╭─ Text
The operations you can perform are: 

  1. Empty a Jug, (X, Y)->(0, Y) Empty Jug 1
  2. Fill a Jug, (0, 0)->(X, 0) Fill Jug 1
  3. Pour water from one jug to the other until one of the jugs is either empty or full, (X, Y) -> (X-d, Y+d)

Examples: 

Input : 4 3 2
Output : {(0, 0), (0, 3), (4, 0), (4, 3), 
          (3, 0), (1, 3), (3, 3), (4, 2),
          (0, 2)}

We have discussed one solution in The Two Water Jug Puzzle
In this post a BFS based solution is discussed.



We run breadth first search on the states and these states will be created after applying allowed operations and we also use visited map of pair to keep track of states that should be visited only once in the search. This solution can also be achieved using depth first search.

C++




#include <bits/stdc++.h>
#define pii pair<int, int>
#define mp make_pair
using namespace std;
 
void BFS(int a, int b, int target)
{
    // Map is used to store the states, every
    // state is hashed to binary value to
    // indicate either that state is visited
    // before or not
    map<pii, int> m;
    bool isSolvable = false;
    vector<pii> path;
 
    queue<pii> q; // queue to maintain states
    q.push({ 0, 0 }); // Initialing with initial state
 
    while (!q.empty()) {
 
        pii u = q.front(); // current state
 
        q.pop(); // pop off used state
 
        // if this state is already visited
        if (m[{ u.first, u.second }] == 1)
            continue;
 
        // doesn't met jug constraints
        if ((u.first > a || u.second > b ||
            u.first < 0 || u.second < 0))
            continue;
 
        // filling the vector for constructing
        // the solution path
        path.push_back({ u.first, u.second });
 
        // marking current state as visited
        m[{ u.first, u.second }] = 1;
 
        // if we reach solution state, put ans=1
        if (u.first == target || u.second == target) {
            isSolvable = true;
            if (u.first == target) {
                if (u.second != 0)
 
                    // fill final state
                    path.push_back({ u.first, 0 });
            }
            else {
                if (u.first != 0)
 
                    // fill final state
                    path.push_back({ 0, u.second });
            }
 
            // print the solution path
            int sz = path.size();
            for (int i = 0; i < sz; i++)
                cout << "(" << path[i].first
                    << ", " << path[i].second << ")\n";
            break;
        }
 
        // if we have not reached final state
        // then, start developing intermediate
        // states to reach solution state
        q.push({ u.first, b }); // fill Jug2
        q.push({ a, u.second }); // fill Jug1
 
        for (int ap = 0; ap <= max(a, b); ap++) {
 
            // pour amount ap from Jug2 to Jug1
            int c = u.first + ap;
            int d = u.second - ap;
 
            // check if this state is possible or not
            if (c == a || (d == 0 && d >= 0))
                q.push({ c, d });
 
            // Pour amount ap from Jug 1 to Jug2
            c = u.first - ap;
            d = u.second + ap;
 
            // check if this state is possible or not
            if ((c == 0 && c >= 0) || d == b)
╰─
╭─ Entries
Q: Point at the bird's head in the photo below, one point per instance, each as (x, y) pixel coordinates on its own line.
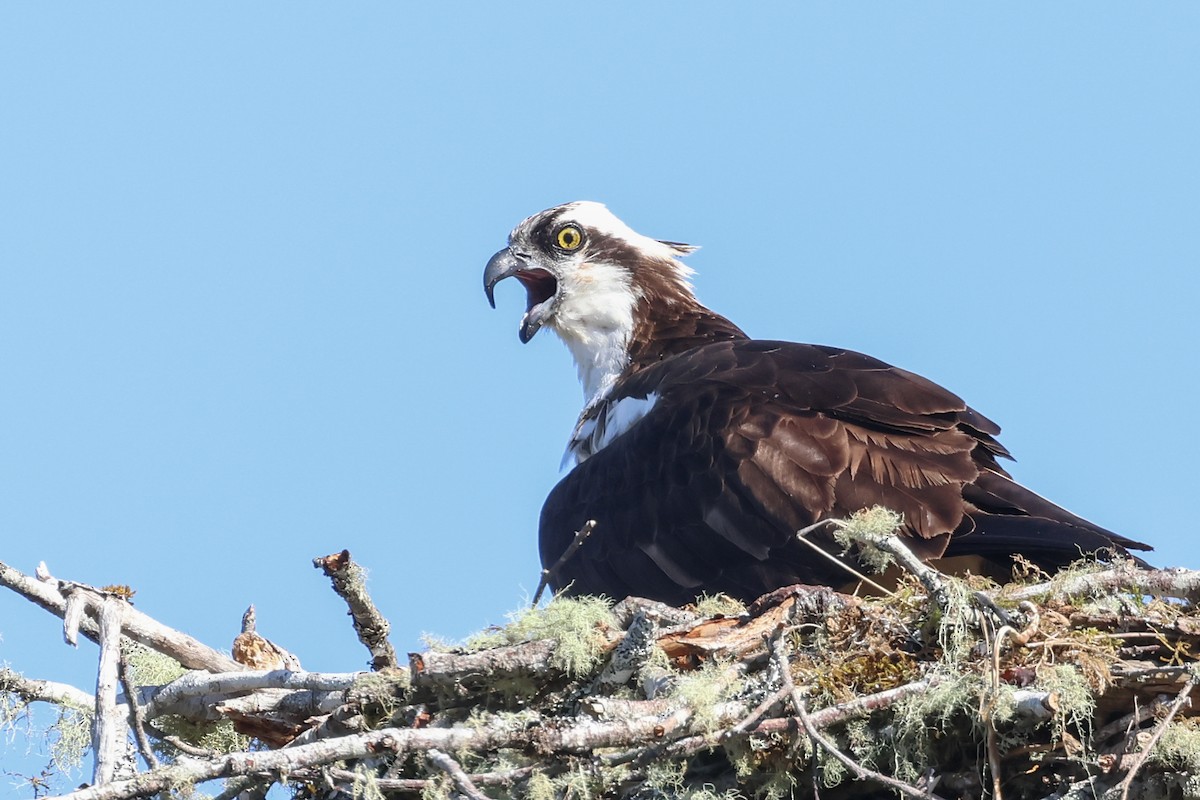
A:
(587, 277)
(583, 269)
╰─
╭─ Entries
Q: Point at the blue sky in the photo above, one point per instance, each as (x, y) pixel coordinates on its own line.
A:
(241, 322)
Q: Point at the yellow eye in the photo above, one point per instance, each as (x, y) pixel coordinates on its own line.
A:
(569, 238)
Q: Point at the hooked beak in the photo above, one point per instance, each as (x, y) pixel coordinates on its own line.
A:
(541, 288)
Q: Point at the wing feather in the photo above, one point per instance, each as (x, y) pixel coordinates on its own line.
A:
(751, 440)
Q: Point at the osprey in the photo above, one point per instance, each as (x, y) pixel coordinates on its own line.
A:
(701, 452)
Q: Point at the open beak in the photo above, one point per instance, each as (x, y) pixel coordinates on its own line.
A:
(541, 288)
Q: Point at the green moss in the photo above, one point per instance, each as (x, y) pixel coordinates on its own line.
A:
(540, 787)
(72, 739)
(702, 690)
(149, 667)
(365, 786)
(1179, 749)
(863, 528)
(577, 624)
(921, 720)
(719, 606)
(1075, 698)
╰─
__Task 1__
According to the jug puzzle text, which other search method can also achieve this solution?
__Task 2__
Please extract the part of the jug puzzle text that begins at the words "We run breadth" and stops after "depth first search.".

__Full response 1__
Depth first search.

__Full response 2__
We run breadth first search on the states and these states will be created after applying allowed operations and we also use visited map of pair to keep track of states that should be visited only once in the search. This solution can also be achieved using depth first search.